◆ PROBLEM TO WORK ON:
Copy each line from the data that has the word "tree" in it.

━━━

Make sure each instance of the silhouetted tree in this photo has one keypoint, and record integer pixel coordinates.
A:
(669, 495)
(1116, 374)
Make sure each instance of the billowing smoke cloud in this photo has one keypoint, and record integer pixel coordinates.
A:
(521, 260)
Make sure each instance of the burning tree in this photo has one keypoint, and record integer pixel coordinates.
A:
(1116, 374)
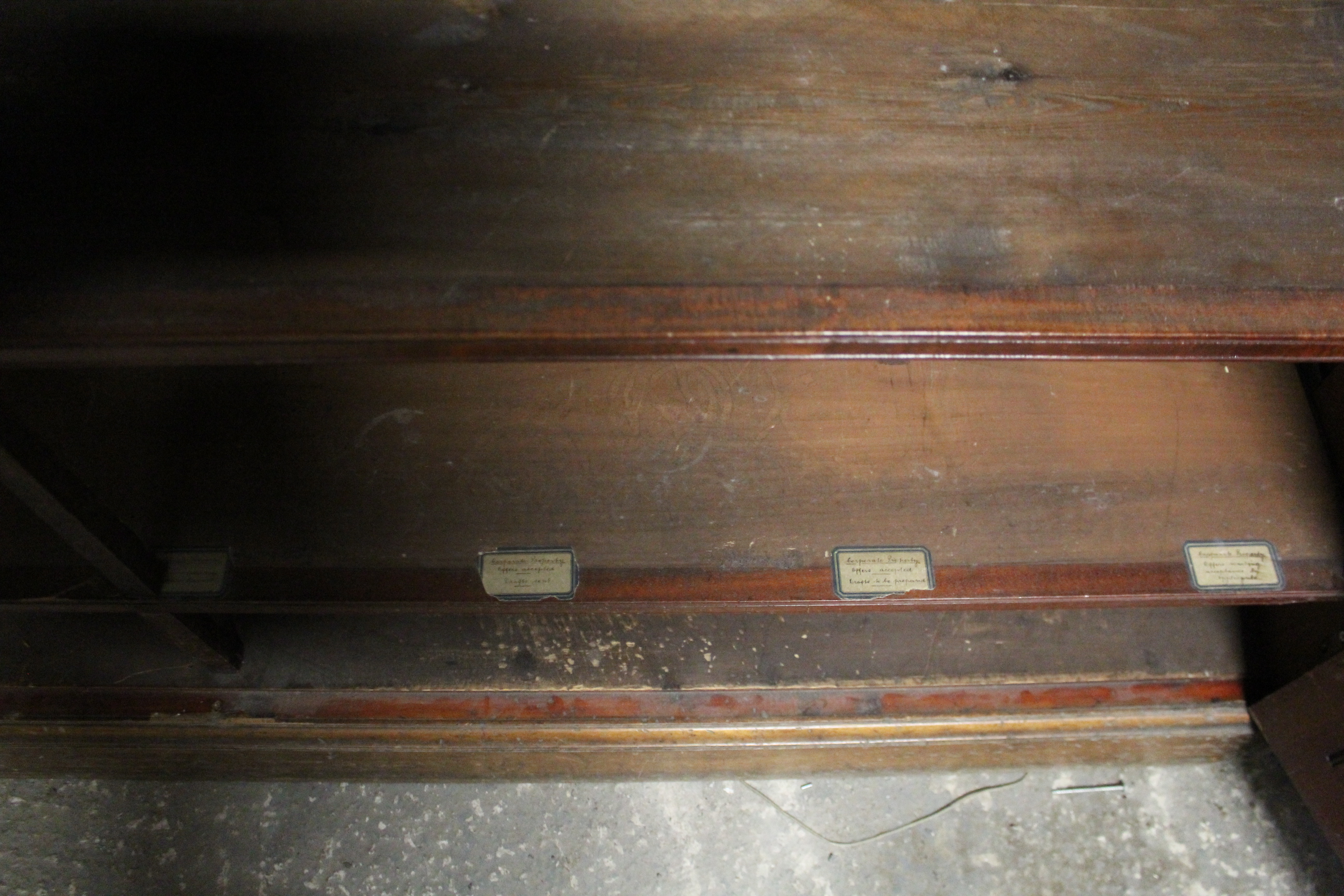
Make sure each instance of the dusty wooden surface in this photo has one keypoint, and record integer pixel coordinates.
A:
(257, 182)
(545, 653)
(722, 483)
(1304, 724)
(582, 696)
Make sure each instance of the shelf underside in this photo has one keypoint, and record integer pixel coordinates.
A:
(624, 695)
(554, 179)
(684, 487)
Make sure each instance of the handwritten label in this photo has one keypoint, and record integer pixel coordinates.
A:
(1234, 566)
(875, 572)
(530, 574)
(194, 572)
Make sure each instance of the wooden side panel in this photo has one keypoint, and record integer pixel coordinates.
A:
(355, 179)
(1304, 726)
(722, 485)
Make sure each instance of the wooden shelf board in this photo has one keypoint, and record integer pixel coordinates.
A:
(576, 179)
(809, 590)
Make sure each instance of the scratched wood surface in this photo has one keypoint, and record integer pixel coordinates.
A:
(727, 468)
(244, 178)
(543, 696)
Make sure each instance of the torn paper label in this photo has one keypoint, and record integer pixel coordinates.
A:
(1234, 566)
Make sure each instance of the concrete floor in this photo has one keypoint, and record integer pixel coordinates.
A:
(1230, 828)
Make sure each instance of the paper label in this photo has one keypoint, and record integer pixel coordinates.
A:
(874, 572)
(195, 572)
(1234, 566)
(530, 574)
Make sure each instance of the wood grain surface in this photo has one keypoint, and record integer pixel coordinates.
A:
(1304, 726)
(726, 481)
(538, 696)
(248, 180)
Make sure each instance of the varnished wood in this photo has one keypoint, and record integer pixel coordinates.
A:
(256, 182)
(33, 473)
(217, 749)
(807, 590)
(410, 321)
(696, 485)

━━━

◆ OUTPUT:
Make sure each instance of the silhouetted tree in this photo has one keypoint, and record integer pixel coordinates.
Make sure each instance of the burning tree in this photo has one keypoint, and record integer pixel coordinates.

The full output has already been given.